Data for review →
--------------------------------------------------

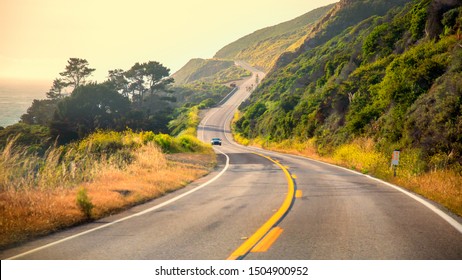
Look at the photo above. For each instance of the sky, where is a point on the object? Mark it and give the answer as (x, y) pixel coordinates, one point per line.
(37, 37)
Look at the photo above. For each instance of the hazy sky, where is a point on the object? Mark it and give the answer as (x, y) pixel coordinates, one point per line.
(39, 36)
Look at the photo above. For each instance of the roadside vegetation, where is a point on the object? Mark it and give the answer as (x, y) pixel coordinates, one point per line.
(90, 150)
(101, 174)
(379, 76)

--------------------------------------------------

Task statement → Take the line containing "Look at the photo above. For each instance of the hazy" as the start and the last line of the data as the end, and reproduce that range exactly.

Task result →
Look at the photo above. For each instance of the hazy sky, where is a point on the object? Mark it and give the answer as (x, y) pixel coordinates, one point per line.
(39, 36)
Look at the photo above. For each instance of the roadside vegetation, where is a point on the object? Mark it and give the answer as (x, y) pixel coordinates, one point per line.
(90, 150)
(101, 174)
(379, 76)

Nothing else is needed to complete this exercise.